**Set exercise:**
Copy out, character for character, the part of the entries below that begins with the line containing "Category: the haze over horizon" and ends with the line containing "pixel 324 195", including both of those lines.

- - - - -

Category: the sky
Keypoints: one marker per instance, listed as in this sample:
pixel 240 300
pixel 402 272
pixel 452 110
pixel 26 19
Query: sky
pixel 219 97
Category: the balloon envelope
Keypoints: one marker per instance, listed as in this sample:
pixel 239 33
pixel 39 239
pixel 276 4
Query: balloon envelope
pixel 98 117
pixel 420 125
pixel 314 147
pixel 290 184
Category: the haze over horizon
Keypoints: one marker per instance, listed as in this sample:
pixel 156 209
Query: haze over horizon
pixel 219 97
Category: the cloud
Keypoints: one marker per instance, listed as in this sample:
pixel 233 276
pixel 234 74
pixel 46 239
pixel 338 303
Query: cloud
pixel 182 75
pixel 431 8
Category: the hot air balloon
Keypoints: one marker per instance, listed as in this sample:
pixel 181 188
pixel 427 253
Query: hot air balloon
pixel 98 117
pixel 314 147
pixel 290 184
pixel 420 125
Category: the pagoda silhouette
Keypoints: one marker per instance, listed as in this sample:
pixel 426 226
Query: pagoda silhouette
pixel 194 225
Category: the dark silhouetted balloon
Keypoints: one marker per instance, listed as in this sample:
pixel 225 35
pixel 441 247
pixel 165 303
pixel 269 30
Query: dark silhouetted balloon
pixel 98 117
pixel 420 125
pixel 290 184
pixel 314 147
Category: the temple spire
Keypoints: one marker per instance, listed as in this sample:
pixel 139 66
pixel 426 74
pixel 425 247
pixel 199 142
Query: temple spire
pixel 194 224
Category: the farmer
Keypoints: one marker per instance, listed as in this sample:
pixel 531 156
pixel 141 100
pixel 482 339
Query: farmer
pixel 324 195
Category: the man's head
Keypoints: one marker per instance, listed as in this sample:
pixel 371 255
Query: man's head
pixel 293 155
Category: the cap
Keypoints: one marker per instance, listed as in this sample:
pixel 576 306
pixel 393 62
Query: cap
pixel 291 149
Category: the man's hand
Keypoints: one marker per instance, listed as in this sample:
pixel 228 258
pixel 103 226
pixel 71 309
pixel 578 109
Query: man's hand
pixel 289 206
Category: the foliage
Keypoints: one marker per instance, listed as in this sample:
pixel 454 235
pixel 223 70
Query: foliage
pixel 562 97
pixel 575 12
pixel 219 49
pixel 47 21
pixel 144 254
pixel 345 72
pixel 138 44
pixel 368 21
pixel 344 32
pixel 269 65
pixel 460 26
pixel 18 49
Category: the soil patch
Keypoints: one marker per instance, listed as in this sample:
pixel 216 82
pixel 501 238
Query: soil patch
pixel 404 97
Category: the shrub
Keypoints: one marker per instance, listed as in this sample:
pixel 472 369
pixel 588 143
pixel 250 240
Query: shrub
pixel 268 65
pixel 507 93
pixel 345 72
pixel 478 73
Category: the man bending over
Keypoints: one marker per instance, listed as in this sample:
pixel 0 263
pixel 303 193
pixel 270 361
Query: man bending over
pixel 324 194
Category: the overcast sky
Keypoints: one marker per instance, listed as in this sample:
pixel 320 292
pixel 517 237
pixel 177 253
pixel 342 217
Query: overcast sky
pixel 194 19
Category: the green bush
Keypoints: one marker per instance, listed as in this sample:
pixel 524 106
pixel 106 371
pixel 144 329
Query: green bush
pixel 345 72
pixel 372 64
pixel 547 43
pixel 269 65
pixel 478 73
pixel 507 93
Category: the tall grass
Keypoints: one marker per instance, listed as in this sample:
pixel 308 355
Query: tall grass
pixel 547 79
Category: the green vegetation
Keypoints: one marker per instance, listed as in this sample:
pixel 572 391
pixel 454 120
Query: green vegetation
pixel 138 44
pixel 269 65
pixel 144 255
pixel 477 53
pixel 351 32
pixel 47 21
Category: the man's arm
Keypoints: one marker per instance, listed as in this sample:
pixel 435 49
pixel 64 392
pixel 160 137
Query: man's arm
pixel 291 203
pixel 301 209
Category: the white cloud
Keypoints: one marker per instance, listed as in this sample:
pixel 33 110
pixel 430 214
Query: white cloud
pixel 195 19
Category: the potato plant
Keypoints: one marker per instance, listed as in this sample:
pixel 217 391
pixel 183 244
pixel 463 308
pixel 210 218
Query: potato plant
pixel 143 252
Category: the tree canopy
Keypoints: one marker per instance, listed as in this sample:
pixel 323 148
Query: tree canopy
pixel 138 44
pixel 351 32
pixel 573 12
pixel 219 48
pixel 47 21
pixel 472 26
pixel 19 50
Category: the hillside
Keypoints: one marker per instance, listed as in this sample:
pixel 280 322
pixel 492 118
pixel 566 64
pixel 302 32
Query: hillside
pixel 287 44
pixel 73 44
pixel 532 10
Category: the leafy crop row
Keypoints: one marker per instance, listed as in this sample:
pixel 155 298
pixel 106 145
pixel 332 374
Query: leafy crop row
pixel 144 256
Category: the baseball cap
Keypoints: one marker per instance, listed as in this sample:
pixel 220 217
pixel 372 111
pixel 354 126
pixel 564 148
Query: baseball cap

- - - - -

**Response to the exercise:**
Category: the haze over horizon
Keypoints: one marker per instance, listed as in this sample:
pixel 156 209
Query: haze over horizon
pixel 219 97
Category: the cloud
Keypoints: one marker per instance, listed as in this sample:
pixel 233 276
pixel 234 74
pixel 46 239
pixel 338 303
Query: cloud
pixel 182 75
pixel 431 8
Category: the hot air balloon
Keypoints: one marker per instance, listed as in this sample:
pixel 181 188
pixel 427 253
Query: hot air balloon
pixel 98 117
pixel 314 147
pixel 290 184
pixel 420 125
Category: the pagoda silhouette
Keypoints: one marker per instance, listed as in this sample:
pixel 426 226
Query: pagoda silhouette
pixel 194 225
Category: the dark silhouetted balloon
Keypoints: one marker per instance, listed as in this sample:
pixel 225 35
pixel 441 247
pixel 165 303
pixel 269 30
Query: dark silhouetted balloon
pixel 98 117
pixel 420 125
pixel 290 184
pixel 314 147
Category: the temple spire
Keypoints: one marker per instance, listed as in this sample:
pixel 139 66
pixel 426 74
pixel 425 247
pixel 199 142
Query: temple spire
pixel 194 224
Category: the farmer
Keypoints: one marker per instance, listed as in this sample:
pixel 531 156
pixel 141 100
pixel 482 339
Query: farmer
pixel 324 195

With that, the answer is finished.